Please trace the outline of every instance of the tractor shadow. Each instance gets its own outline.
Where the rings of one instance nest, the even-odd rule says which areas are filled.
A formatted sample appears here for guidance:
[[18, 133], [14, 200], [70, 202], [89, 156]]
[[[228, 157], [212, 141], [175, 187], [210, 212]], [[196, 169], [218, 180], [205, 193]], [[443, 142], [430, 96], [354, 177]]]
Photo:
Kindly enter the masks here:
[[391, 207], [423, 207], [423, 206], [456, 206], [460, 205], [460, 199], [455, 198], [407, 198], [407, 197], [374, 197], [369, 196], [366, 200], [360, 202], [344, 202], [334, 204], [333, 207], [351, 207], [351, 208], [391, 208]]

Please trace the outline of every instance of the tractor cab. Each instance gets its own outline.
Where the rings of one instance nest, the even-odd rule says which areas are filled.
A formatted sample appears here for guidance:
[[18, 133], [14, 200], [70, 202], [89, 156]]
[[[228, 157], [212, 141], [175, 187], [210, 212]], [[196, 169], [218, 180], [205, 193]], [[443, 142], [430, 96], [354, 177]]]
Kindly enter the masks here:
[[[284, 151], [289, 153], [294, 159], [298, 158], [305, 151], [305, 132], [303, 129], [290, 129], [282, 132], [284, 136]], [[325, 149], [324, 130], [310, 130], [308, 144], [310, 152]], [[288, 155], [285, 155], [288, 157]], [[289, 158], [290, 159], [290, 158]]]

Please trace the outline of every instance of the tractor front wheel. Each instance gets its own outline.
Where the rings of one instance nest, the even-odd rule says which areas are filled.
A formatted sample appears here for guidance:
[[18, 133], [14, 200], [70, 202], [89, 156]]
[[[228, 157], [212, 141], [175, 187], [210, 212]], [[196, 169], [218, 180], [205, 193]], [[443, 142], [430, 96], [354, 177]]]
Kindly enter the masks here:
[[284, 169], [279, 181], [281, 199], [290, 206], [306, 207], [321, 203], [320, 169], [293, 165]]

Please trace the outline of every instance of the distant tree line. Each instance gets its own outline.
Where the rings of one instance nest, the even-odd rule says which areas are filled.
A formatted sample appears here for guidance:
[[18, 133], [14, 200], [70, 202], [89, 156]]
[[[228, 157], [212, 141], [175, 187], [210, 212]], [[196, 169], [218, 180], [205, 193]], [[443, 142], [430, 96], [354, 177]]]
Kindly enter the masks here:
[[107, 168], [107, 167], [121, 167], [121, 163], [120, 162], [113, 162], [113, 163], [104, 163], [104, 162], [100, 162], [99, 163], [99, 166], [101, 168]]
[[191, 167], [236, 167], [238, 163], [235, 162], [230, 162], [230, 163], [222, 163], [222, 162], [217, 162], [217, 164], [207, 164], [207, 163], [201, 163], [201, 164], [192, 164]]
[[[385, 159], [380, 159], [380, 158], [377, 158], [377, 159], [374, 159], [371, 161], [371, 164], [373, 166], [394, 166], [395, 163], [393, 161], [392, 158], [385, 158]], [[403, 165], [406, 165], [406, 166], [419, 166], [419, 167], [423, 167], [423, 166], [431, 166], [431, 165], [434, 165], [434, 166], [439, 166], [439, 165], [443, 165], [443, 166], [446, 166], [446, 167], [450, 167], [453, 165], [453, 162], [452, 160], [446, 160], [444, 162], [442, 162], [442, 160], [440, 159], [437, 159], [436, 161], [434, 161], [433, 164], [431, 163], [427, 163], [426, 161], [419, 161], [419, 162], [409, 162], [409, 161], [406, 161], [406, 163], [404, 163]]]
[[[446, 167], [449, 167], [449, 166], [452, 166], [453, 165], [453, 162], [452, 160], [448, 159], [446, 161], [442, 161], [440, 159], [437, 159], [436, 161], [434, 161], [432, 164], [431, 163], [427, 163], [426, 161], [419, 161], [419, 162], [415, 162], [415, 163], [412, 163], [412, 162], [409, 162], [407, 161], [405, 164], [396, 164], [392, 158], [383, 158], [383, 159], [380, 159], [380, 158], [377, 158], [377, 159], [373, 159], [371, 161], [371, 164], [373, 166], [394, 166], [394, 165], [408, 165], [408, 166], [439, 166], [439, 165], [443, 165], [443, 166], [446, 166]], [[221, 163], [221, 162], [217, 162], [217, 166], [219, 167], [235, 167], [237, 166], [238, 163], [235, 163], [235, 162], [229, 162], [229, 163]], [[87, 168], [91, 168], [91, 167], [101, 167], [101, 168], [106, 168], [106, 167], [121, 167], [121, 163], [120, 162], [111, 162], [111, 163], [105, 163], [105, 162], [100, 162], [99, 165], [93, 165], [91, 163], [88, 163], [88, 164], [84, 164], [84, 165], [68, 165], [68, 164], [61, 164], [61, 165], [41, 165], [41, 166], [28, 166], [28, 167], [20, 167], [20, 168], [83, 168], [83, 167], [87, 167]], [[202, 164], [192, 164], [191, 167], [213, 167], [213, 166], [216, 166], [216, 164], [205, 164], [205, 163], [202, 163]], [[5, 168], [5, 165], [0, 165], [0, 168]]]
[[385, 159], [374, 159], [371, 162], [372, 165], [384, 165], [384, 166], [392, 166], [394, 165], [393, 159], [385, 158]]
• • • • • • •
* _EXERCISE GOAL_
Please repeat all the records above exactly as they appear.

* _ANSWER SPACE_
Please trace the outline of every instance of the tractor shadow. Each instance gets its own outline.
Where the rings of one instance nest, the even-odd rule says which areas are filled.
A formatted sample appears here for guidance:
[[18, 133], [14, 200], [70, 202], [89, 156]]
[[[228, 157], [212, 141], [175, 187], [210, 212]], [[196, 169], [218, 180], [205, 193]], [[443, 142], [430, 96], [354, 177]]]
Photo:
Kindly enter the masks here:
[[391, 207], [423, 207], [423, 206], [456, 206], [460, 205], [460, 199], [455, 198], [407, 198], [407, 197], [374, 197], [369, 196], [366, 200], [360, 202], [344, 202], [334, 204], [333, 207], [351, 207], [351, 208], [391, 208]]

Please trace the outline of every instance of the tractor cab. Each instance gets its own outline.
Where the rings of one instance nest, the even-odd rule says which areas are filled.
A formatted sample appears here for guidance:
[[18, 133], [14, 200], [70, 202], [89, 156]]
[[[228, 157], [212, 141], [175, 187], [210, 212]], [[196, 169], [218, 180], [205, 193]], [[443, 142], [430, 96], [354, 177]]]
Kindly enter the masks here:
[[[284, 151], [289, 153], [294, 159], [298, 158], [305, 151], [305, 132], [303, 129], [290, 129], [282, 132], [284, 136]], [[325, 149], [324, 130], [310, 130], [308, 144], [310, 152]], [[288, 155], [285, 155], [288, 157]], [[289, 158], [290, 159], [290, 158]]]

Please trace the outline of every instance of the tractor front wheel. Each instance gets its own outline.
Where the rings of one instance nest, the even-odd rule says which areas are filled.
A formatted sample appears here for guidance:
[[18, 133], [14, 200], [70, 202], [89, 156]]
[[[228, 157], [212, 141], [175, 187], [210, 212]], [[196, 169], [218, 180], [205, 193]], [[443, 142], [430, 96], [354, 177]]]
Kindly enter the masks here:
[[284, 169], [279, 181], [281, 199], [290, 206], [306, 207], [321, 203], [320, 169], [293, 165]]

Please trace the outline of every instance of the distant tree line. Each instance gets its own outline.
Where the rings of one instance nest, the even-odd rule says which areas are filled.
A formatted sample appears here for guidance:
[[18, 133], [14, 200], [70, 202], [89, 156]]
[[[228, 157], [212, 141], [175, 187], [210, 212]], [[196, 169], [218, 180], [205, 193]], [[443, 142], [430, 96], [354, 177]]]
Kindly enter the masks here:
[[107, 168], [107, 167], [121, 167], [121, 163], [120, 162], [113, 162], [113, 163], [104, 163], [104, 162], [100, 162], [99, 163], [99, 166], [101, 168]]
[[191, 167], [236, 167], [238, 163], [235, 162], [230, 162], [230, 163], [222, 163], [222, 162], [217, 162], [217, 164], [207, 164], [207, 163], [201, 163], [201, 164], [192, 164]]
[[[385, 159], [380, 159], [380, 158], [377, 158], [377, 159], [374, 159], [371, 161], [371, 164], [373, 166], [394, 166], [395, 163], [393, 161], [392, 158], [385, 158]], [[403, 165], [406, 165], [406, 166], [419, 166], [419, 167], [423, 167], [423, 166], [431, 166], [431, 165], [434, 165], [434, 166], [439, 166], [439, 165], [443, 165], [443, 166], [446, 166], [446, 167], [450, 167], [453, 165], [453, 162], [452, 160], [446, 160], [444, 162], [442, 162], [442, 160], [440, 159], [437, 159], [436, 161], [434, 161], [433, 164], [431, 163], [427, 163], [426, 161], [419, 161], [419, 162], [409, 162], [409, 161], [406, 161], [406, 163], [404, 163]]]
[[[446, 167], [449, 167], [449, 166], [452, 166], [453, 165], [453, 162], [452, 160], [448, 159], [446, 161], [442, 161], [440, 159], [437, 159], [436, 161], [434, 161], [432, 164], [431, 163], [427, 163], [426, 161], [419, 161], [419, 162], [415, 162], [415, 163], [412, 163], [412, 162], [409, 162], [407, 161], [405, 164], [396, 164], [392, 158], [383, 158], [383, 159], [380, 159], [380, 158], [377, 158], [377, 159], [373, 159], [371, 161], [371, 164], [373, 166], [394, 166], [394, 165], [408, 165], [408, 166], [439, 166], [439, 165], [443, 165], [443, 166], [446, 166]], [[221, 163], [221, 162], [217, 162], [217, 166], [219, 167], [235, 167], [237, 166], [238, 163], [235, 163], [235, 162], [229, 162], [229, 163]], [[87, 168], [91, 168], [91, 167], [101, 167], [101, 168], [106, 168], [106, 167], [121, 167], [121, 163], [120, 162], [111, 162], [111, 163], [105, 163], [105, 162], [100, 162], [99, 165], [93, 165], [91, 163], [88, 163], [88, 164], [84, 164], [84, 165], [68, 165], [68, 164], [61, 164], [61, 165], [41, 165], [41, 166], [28, 166], [28, 167], [20, 167], [20, 168], [83, 168], [83, 167], [87, 167]], [[202, 164], [192, 164], [191, 167], [213, 167], [213, 166], [216, 166], [216, 164], [205, 164], [205, 163], [202, 163]], [[5, 168], [5, 165], [0, 165], [0, 168]]]
[[385, 159], [374, 159], [371, 162], [372, 165], [384, 165], [384, 166], [392, 166], [394, 165], [393, 159], [385, 158]]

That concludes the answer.